> The problem
Copy out the lines that start at the one containing "the gravel path." and end with the one containing "(56, 505), (1140, 700)", keeping both of those lines and every word and character as it stands.

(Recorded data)

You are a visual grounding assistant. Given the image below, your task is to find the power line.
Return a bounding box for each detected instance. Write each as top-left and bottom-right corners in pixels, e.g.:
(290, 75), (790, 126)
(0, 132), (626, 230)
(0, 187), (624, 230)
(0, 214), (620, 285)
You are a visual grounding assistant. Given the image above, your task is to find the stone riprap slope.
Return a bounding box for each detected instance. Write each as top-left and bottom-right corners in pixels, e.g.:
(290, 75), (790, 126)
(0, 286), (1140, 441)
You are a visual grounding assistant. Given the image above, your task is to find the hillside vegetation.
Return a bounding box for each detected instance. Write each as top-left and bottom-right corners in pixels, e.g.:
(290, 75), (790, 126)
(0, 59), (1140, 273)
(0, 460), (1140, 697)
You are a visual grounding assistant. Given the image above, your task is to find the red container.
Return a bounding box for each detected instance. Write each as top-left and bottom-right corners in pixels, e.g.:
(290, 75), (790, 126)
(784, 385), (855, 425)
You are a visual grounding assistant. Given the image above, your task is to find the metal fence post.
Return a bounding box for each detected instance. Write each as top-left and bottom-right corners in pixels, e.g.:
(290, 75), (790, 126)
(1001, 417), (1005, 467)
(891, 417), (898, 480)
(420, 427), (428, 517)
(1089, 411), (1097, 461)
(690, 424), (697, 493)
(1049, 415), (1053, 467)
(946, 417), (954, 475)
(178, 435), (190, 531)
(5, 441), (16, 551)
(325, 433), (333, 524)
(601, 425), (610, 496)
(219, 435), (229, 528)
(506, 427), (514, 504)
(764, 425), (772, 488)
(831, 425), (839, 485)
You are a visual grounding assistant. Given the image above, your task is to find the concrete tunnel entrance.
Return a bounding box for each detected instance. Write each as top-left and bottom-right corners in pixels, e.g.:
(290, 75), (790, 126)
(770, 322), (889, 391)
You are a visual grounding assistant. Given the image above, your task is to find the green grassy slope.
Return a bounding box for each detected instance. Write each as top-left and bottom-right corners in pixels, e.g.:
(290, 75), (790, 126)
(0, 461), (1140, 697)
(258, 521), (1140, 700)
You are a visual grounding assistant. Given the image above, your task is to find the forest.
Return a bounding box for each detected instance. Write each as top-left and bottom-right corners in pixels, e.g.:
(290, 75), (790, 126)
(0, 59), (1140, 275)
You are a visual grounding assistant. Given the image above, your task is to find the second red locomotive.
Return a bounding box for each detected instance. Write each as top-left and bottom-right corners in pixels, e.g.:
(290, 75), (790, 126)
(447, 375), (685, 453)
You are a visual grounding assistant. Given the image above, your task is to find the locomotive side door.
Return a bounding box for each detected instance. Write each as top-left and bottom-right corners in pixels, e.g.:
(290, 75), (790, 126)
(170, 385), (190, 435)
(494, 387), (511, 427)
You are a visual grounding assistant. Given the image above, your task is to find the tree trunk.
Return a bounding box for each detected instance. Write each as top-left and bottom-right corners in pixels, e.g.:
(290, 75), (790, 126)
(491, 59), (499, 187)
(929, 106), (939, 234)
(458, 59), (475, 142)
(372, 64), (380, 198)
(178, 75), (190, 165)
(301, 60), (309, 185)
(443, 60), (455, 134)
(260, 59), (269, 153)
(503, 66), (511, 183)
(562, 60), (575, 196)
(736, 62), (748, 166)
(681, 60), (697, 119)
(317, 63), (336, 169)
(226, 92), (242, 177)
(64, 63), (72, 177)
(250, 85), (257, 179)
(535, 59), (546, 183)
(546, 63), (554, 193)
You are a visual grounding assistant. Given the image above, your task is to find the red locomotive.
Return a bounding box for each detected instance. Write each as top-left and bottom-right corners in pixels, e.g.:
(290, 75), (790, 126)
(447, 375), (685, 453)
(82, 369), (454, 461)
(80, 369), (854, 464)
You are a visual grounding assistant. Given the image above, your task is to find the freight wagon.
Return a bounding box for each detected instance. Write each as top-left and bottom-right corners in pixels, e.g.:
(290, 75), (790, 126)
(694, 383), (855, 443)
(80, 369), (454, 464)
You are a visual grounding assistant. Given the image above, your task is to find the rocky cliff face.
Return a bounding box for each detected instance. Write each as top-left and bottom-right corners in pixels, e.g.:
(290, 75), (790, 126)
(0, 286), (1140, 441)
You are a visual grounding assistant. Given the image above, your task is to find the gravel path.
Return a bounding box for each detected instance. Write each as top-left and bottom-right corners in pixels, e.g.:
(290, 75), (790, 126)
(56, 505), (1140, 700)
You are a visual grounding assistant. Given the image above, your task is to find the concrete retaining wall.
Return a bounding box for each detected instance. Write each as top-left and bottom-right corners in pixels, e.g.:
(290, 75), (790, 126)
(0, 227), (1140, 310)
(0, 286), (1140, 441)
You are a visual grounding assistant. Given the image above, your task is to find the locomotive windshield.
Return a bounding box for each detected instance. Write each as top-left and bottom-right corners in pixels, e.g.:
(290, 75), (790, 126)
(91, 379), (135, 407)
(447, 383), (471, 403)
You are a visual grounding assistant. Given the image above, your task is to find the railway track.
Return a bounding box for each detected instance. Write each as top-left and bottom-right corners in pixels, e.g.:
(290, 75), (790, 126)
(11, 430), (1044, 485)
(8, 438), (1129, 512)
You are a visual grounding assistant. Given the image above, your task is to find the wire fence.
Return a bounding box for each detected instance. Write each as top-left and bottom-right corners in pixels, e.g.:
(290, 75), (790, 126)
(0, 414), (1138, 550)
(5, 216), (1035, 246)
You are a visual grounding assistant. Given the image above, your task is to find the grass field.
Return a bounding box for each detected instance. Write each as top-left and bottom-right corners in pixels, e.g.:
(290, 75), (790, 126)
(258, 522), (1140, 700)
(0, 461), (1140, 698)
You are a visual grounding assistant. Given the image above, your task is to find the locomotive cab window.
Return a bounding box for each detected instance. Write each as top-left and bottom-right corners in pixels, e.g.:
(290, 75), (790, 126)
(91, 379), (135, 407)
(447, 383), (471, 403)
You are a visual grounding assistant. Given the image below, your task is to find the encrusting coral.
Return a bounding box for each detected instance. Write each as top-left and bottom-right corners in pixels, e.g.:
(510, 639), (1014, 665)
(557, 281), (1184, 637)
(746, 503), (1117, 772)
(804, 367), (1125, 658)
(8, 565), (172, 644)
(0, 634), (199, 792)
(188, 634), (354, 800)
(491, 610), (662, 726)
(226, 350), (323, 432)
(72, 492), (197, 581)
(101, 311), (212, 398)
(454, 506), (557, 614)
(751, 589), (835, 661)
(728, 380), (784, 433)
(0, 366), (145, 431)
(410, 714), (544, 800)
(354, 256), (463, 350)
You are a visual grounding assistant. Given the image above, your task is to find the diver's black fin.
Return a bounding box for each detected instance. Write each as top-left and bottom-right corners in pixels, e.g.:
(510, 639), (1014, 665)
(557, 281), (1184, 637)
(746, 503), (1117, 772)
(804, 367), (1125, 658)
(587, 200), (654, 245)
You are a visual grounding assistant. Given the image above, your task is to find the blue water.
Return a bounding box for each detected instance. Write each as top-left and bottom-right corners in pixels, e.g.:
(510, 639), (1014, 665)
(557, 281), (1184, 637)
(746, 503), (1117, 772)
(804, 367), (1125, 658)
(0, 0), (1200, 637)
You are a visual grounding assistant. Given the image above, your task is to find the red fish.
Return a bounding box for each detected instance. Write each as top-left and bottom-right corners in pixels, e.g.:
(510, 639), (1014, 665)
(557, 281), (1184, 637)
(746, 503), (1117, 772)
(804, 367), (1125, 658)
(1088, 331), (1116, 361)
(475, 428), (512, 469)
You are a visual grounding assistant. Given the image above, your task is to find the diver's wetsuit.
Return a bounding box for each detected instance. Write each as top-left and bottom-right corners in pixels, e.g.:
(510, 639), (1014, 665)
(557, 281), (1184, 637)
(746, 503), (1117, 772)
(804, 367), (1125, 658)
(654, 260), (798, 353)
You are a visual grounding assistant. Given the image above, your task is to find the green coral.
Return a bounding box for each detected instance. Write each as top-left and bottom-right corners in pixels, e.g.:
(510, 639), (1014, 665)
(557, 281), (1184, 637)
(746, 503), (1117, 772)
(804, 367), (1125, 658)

> Written response
You are a visual grounding assistant. Given the image above, your task is to find the gravel path.
Return a bounding box for each detected instance. Write each as top-left and bottom-right corners in pixels, e.g.:
(290, 75), (790, 126)
(56, 505), (1140, 700)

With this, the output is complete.